Dataset entries
[Start of section]

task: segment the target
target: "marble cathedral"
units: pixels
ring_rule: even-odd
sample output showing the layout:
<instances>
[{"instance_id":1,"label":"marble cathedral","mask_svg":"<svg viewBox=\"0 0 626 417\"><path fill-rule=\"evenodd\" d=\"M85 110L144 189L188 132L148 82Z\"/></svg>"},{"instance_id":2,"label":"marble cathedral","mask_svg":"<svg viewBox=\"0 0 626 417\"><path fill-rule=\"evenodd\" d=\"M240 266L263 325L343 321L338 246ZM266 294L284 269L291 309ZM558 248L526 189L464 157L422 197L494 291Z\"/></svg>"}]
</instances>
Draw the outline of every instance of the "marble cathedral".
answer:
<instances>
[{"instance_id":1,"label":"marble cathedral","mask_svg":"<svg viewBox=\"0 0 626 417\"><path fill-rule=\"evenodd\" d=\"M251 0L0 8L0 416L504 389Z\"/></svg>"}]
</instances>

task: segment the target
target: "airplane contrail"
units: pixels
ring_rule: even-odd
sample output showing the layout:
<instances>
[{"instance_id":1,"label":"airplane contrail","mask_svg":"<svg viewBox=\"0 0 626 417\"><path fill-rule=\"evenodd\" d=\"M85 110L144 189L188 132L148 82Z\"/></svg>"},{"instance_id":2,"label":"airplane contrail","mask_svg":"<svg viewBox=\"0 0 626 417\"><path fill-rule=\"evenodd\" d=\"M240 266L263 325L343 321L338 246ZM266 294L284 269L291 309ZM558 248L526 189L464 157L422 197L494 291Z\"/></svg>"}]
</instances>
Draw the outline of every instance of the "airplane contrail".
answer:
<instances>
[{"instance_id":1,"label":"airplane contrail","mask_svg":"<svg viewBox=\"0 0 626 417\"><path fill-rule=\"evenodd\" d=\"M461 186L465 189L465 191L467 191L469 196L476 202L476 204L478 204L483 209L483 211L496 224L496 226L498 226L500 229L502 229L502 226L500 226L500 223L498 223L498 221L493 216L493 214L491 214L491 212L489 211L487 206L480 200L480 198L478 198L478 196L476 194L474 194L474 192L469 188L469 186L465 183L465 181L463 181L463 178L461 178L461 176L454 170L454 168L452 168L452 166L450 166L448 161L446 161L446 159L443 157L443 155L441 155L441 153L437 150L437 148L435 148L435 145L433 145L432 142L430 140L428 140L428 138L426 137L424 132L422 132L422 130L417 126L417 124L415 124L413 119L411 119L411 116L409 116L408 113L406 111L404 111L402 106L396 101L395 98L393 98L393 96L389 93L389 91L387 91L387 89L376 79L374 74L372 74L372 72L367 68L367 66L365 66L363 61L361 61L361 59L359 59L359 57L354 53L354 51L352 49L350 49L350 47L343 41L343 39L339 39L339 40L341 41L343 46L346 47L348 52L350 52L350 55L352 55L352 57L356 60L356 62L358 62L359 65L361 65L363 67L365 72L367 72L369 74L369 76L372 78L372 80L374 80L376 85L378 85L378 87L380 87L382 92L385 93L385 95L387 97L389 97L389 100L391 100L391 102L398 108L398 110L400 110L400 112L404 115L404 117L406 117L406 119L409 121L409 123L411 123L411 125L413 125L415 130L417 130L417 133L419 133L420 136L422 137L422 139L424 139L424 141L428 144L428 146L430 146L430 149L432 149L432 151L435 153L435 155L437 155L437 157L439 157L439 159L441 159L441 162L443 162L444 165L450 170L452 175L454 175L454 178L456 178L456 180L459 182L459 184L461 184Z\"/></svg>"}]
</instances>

[End of section]

*WHAT YOU ARE ASKED TO DO:*
Every single line of the data above must be set down again exactly.

*EXERCISE RESULT:*
task: segment the target
target: "marble cathedral"
units: pixels
ring_rule: even-odd
sample output showing the layout:
<instances>
[{"instance_id":1,"label":"marble cathedral","mask_svg":"<svg viewBox=\"0 0 626 417\"><path fill-rule=\"evenodd\" d=\"M85 110L144 189L188 132L148 82Z\"/></svg>"},{"instance_id":2,"label":"marble cathedral","mask_svg":"<svg viewBox=\"0 0 626 417\"><path fill-rule=\"evenodd\" d=\"M240 266L263 325L343 321L338 246ZM266 294L284 269L291 309ZM558 248L526 189L464 157L422 197L494 291Z\"/></svg>"}]
</instances>
Draw the outline of every instance of the "marble cathedral".
answer:
<instances>
[{"instance_id":1,"label":"marble cathedral","mask_svg":"<svg viewBox=\"0 0 626 417\"><path fill-rule=\"evenodd\" d=\"M251 0L0 8L0 416L504 389Z\"/></svg>"}]
</instances>

task: segment the target
target: "airplane contrail"
units: pixels
ring_rule: even-odd
sample output showing the layout:
<instances>
[{"instance_id":1,"label":"airplane contrail","mask_svg":"<svg viewBox=\"0 0 626 417\"><path fill-rule=\"evenodd\" d=\"M85 110L144 189L188 132L148 82Z\"/></svg>"},{"instance_id":2,"label":"airplane contrail","mask_svg":"<svg viewBox=\"0 0 626 417\"><path fill-rule=\"evenodd\" d=\"M240 266L263 325L343 321L338 246ZM266 294L284 269L291 309ZM558 248L526 189L464 157L422 197L494 291Z\"/></svg>"}]
</instances>
Draw the outline of every instance of the "airplane contrail".
answer:
<instances>
[{"instance_id":1,"label":"airplane contrail","mask_svg":"<svg viewBox=\"0 0 626 417\"><path fill-rule=\"evenodd\" d=\"M461 186L465 189L465 191L467 191L469 196L476 202L476 204L478 204L483 209L483 211L496 224L496 226L498 226L500 229L502 229L502 226L500 226L500 223L498 223L498 221L493 216L493 214L491 214L491 212L489 211L487 206L480 200L480 198L478 198L478 196L476 194L474 194L474 192L469 188L469 186L465 183L465 181L463 181L463 178L461 178L461 176L454 170L454 168L452 168L452 166L450 166L448 161L446 161L446 159L443 157L443 155L441 155L441 153L437 150L437 148L435 148L435 145L433 145L432 142L430 140L428 140L428 138L426 137L424 132L422 132L422 130L417 126L417 124L415 124L413 119L411 119L411 116L409 116L408 113L406 111L404 111L402 106L396 101L395 98L393 98L393 96L389 93L389 91L387 91L387 89L376 79L374 74L372 74L372 72L367 68L367 66L365 66L363 61L361 61L361 59L359 59L359 57L354 53L354 51L352 49L350 49L350 47L343 41L343 39L339 39L339 40L341 41L343 46L346 47L348 52L350 52L350 55L352 55L352 57L356 60L356 62L358 62L359 65L361 65L363 67L365 72L367 72L369 74L369 76L372 78L372 80L374 80L376 85L378 85L378 87L380 87L382 92L385 93L385 95L387 97L389 97L389 100L391 100L391 102L398 108L398 110L400 110L400 112L404 115L404 117L406 117L406 119L409 121L409 123L411 123L411 125L413 125L415 130L417 130L417 133L419 133L420 136L422 137L422 139L424 139L424 141L428 144L428 146L430 146L430 149L432 149L432 151L435 153L435 155L437 155L437 157L439 157L439 159L441 159L441 162L443 162L444 165L450 170L452 175L454 175L454 178L456 178L456 180L459 182L459 184L461 184Z\"/></svg>"}]
</instances>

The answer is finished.